━━ TEXTO PROPORCIONADO ━━

José Juan Morcillo

José Juan Morcillo


La funeraria

14/07/2020

Hace pocos días, en un local frente a mi casa que hace chaflán, ha abierto su negocio una funeraria. Durante años había un todoacién que ahora ha tenido que cerrar por la crisis económica derivada del coronavirus. La muerte siempre es un negocio; los táperes de imitación, no.
La muerte y el oro: cuando una pandemia o una crisis devastadora arrasan, las muertes se multiplican y el oro se revaloriza. A las funerarias nunca les faltan clientes, que suelen entrar en horas muertas y siempre de incógnito por la puerta del garaje; a los garitos de compra y venta de oro pasan, en horas bajas y de puntillas, personas embozadas con su mascarilla y gafas de sol para vender alguna joya y poder así llegar a fin de mes. La desesperación y el final.
La nueva apertura ha provocado desazón y un evidente malestar entre los vecinos. Para un barrio tranquilo, acostumbrado a sus tres bares, a su papelería, a su panadería, a su frutería, a su gimnasio y a un pequeño supermercado donde todos nos conocemos y coincidimos, el negocio se nos antoja detonante. A unos de esos bares van a almorzar los dos tanatopractores de la funeraria, samugos y de pocas palabras, cuyas ropas y manos huelen a naftalina, según me ha confesado Paco, el dueño. Se sientan en la mesa del fondo para mantener las distancias de seguridad y las de cordialidad, y, al parecer, los clientes, sobre todo los de mayor edad, obsequian a los dos extraños con miradas difidentes y cargadas de cierto temor. Los Bonasera, que es como se les conoce ya en el barrio, pagan y salen en silencio, sin despedirse.
Para no alarmar a los vecinos, el negocio centra su actividad por la noche. Últimamente les ha ido bien. El insomnio me arrastró un día a la terraza y vi cómo en poco tiempo entraban y salían varios coches fúnebres. Debido a una mala conexión eléctrica, el cartel luminoso de la funeraria parpadeaba enardecido por uno de sus extremos. Fue entonces, al volver a la cama, cuando tuve la extraña sensación de que el cartel, parasitado en la fachada, me había guiñado su hipnótico ojo izquierdo para invitarme a bajar y a entrar por la puerta de detrás.

━━━
━━ MATERIAL EXTRAÍDO ━━

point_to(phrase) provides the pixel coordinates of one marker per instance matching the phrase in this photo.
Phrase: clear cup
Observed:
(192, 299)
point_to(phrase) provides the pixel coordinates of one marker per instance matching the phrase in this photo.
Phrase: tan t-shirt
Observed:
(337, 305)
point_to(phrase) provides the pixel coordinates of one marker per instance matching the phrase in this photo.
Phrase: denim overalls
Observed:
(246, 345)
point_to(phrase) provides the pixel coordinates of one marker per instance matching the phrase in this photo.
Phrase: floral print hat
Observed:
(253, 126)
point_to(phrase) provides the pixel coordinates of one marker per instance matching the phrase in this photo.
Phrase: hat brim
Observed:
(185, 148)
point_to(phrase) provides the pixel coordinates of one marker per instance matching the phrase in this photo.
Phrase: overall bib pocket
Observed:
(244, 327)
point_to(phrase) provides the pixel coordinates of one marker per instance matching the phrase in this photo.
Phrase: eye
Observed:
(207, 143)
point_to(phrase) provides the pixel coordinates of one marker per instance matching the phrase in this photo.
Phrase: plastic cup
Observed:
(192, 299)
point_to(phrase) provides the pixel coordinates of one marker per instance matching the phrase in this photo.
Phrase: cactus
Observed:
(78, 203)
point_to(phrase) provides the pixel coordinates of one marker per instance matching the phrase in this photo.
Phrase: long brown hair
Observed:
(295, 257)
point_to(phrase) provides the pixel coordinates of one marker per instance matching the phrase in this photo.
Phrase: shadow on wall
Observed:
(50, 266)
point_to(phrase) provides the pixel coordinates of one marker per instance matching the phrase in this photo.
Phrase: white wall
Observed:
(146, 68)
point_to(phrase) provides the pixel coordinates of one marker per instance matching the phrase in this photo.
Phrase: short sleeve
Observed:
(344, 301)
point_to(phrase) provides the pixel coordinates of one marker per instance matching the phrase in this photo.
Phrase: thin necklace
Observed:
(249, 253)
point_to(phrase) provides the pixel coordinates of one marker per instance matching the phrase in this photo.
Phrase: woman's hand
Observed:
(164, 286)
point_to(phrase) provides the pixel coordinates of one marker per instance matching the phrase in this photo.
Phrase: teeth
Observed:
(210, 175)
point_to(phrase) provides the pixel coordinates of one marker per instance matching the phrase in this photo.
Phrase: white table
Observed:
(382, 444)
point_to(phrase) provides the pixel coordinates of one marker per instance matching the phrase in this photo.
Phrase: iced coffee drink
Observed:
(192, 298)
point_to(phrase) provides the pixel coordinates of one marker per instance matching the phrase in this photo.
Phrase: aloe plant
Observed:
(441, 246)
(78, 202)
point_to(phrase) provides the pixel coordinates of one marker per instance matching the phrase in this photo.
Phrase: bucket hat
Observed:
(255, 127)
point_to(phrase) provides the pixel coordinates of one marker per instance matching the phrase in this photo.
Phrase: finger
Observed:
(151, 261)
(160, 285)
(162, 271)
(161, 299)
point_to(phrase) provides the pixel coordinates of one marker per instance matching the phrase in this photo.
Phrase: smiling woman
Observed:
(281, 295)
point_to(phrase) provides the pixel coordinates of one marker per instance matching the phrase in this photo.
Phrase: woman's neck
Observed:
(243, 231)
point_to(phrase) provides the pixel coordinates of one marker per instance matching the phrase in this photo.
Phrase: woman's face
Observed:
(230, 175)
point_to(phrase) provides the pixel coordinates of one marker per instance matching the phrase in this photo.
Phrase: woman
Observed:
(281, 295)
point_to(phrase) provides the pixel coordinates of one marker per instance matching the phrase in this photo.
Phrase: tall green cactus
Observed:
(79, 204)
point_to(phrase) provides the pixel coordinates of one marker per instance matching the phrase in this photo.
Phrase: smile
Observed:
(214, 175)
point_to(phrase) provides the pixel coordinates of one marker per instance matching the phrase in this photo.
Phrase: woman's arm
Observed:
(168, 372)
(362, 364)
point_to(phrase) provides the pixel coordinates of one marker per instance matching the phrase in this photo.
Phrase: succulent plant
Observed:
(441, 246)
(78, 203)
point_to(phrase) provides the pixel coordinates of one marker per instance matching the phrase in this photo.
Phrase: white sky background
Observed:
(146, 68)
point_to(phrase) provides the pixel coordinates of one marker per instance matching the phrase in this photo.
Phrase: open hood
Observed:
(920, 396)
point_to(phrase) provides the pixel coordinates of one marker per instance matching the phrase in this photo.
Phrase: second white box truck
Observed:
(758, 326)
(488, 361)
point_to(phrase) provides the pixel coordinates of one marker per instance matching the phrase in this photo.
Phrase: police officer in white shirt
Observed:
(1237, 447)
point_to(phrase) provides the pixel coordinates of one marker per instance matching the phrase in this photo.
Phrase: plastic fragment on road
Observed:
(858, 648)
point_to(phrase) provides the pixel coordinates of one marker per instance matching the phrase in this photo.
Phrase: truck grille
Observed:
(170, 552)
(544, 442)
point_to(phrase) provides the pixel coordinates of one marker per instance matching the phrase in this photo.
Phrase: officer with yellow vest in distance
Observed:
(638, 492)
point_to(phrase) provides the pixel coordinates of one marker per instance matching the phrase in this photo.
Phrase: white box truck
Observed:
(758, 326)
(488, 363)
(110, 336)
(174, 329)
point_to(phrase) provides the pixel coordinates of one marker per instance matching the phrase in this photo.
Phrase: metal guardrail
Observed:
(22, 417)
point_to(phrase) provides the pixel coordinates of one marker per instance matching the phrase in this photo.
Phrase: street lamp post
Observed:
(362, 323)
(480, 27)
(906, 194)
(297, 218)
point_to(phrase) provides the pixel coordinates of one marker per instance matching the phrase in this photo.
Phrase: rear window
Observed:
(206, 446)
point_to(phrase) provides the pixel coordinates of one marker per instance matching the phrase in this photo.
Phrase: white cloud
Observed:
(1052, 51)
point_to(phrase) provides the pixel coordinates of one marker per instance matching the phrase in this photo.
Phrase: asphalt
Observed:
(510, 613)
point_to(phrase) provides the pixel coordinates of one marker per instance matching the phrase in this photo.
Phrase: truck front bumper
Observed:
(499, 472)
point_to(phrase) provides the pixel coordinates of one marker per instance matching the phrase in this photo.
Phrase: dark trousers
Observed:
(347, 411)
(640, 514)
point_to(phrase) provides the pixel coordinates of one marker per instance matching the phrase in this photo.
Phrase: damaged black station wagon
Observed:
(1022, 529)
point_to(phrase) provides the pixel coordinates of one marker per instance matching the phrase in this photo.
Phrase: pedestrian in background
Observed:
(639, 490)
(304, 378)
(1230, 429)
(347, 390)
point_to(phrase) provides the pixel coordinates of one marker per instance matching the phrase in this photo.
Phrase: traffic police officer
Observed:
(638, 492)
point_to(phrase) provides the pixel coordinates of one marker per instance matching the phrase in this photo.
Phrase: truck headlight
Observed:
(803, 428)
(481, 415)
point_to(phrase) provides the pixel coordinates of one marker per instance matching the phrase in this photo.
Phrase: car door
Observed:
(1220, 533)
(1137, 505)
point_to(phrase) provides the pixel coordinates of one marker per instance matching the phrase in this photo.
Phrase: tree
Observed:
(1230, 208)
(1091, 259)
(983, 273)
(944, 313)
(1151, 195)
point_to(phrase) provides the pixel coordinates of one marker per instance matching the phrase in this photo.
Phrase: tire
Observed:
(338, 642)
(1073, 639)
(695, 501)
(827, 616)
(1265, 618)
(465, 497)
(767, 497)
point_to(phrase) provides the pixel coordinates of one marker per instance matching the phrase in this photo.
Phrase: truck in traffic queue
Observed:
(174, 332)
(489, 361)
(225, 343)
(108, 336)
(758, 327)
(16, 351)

━━━

- _QUÉ ENTREGAR_: Reproduce tal cual el trozo del texto sobre la funeraria que empieza en "Hace pocos días, en" y termina en "y el final.".

- _RESPUESTA AL EJERCICIO_:
Hace pocos días, en un local frente a mi casa que hace chaflán, ha abierto su negocio una funeraria. Durante años había un todoacién que ahora ha tenido que cerrar por la crisis económica derivada del coronavirus. La muerte siempre es un negocio; los táperes de imitación, no.
La muerte y el oro: cuando una pandemia o una crisis devastadora arrasan, las muertes se multiplican y el oro se revaloriza. A las funerarias nunca les faltan clientes, que suelen entrar en horas muertas y siempre de incógnito por la puerta del garaje; a los garitos de compra y venta de oro pasan, en horas bajas y de puntillas, personas embozadas con su mascarilla y gafas de sol para vender alguna joya y poder así llegar a fin de mes. La desesperación y el final.